> [Directions]: Return the passage of the article on former child soldiers in northern Uganda below from "Although Acholiland has" up to and including "or sex slaves.", copied word for word.

> [Study text]:
+++++
Lukodi, Uganda – For more than two decades Acholiland in northern Uganda suffered at the hands of the Lord’s Resistance Army (LRA). The LRA fighters, led by Joseph Kony, stand accused of killing 100,000 civilians, and forcing nearly two million people to flee their homes and seek refuge in overcrowded IDP camps.
The most distressing characteristic of the conflict was the fact that the LRA filled 90 percent of its ranks through the systematic forced-conscription of children. The United Nations described the conflict as a war fought by children on children.
Although Acholiland has been free from LRA attacks for 11 years, survivors still struggle to overcome the legacy of the conflict. There are no official reconciliation programmes in place to help the communities heal, and many have been left with a sense of abandonment and injustice as perpetrators of war crimes remain unpunished and at large, as Kony himself is.
Dickens Omara was six years old when the LRA captured him and his father during an armed raid on his village in the Oyam district in northern Uganda in 2002.
He was blindfolded, handed a knife and forced to stab his father to death.
According to UNICEF, 35,000 school-aged boys and girls were abducted by the LRA to serve as child soldiers, porters, spies, cooks or sex slaves.
|Dickens Omara was six when he was captured by the LRA, who blindfolded him and forced him to stab his father [Al Jazeera/Natalia Ojewska]|
Living through trauma
The LRA put Dickens through two months of military training and then forced him to join a unit of around one hundred child soldiers.
“Rebels teach you how to fight using a gun. They train you to kill. This is [the] children’s job,” he says.
“In Oyam district, the LRA rebels would not shoot [captured] people, but would boil water and kill them by putting them in that hot water. I was afraid. I wanted to survive,” he recalls.
Dickens was rescued from captivity by government troops in 2005. But witnessing the LRA’s atrocities left Dickens deeply traumatised.
“He has terrible nightmares and becomes unknowingly violent at school. He sees dead people coming to talk to him. I can’t explain this because he is a very social boy,” says Genesis Latigo, the manager for family-based care at the SOS Children’s Villages in Gulu. In Uganda, this internationally active NGO provides care and protection for vulnerable children.
Former child soldiers face multiple obstacles on their road to recovery, Latigo stresses. These include coping with psychological scars, reintegration with families and communities and also developing life skills that would enable them to become independent. “They are lost and they don’t know where to begin their lives. Because of too much trauma, these kids fail to fit in any setting.”
Latigo says that there is a limit to what organisations like his can do to rehabilitate former child soldiers. “We make sure that we support them through different programmes which help them to change their mindset. We make them believe in themselves that they can achieve [goals] in life,” Latigo explains.
But ultimately, the programmes can only be successful if the former child soldiers return to communities that have found some measure of reconciliation and will accept them instead of stigmatising and rejecting them.
+++++
> [Data]:
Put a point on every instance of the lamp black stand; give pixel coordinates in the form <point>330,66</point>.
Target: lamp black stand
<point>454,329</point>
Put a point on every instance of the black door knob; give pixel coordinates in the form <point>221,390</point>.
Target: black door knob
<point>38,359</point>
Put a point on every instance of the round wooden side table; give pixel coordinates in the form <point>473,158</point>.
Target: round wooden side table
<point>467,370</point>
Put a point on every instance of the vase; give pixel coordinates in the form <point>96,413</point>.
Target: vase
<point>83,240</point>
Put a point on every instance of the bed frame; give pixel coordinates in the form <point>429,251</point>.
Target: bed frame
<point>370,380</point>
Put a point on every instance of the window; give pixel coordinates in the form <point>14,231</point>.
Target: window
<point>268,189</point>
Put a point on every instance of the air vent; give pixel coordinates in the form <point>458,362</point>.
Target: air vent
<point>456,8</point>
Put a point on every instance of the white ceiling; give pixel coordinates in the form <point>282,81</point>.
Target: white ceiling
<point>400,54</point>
+++++
> [Reply]:
Although Acholiland has been free from LRA attacks for 11 years, survivors still struggle to overcome the legacy of the conflict. There are no official reconciliation programmes in place to help the communities heal, and many have been left with a sense of abandonment and injustice as perpetrators of war crimes remain unpunished and at large, as Kony himself is.
Dickens Omara was six years old when the LRA captured him and his father during an armed raid on his village in the Oyam district in northern Uganda in 2002.
He was blindfolded, handed a knife and forced to stab his father to death.
According to UNICEF, 35,000 school-aged boys and girls were abducted by the LRA to serve as child soldiers, porters, spies, cooks or sex slaves.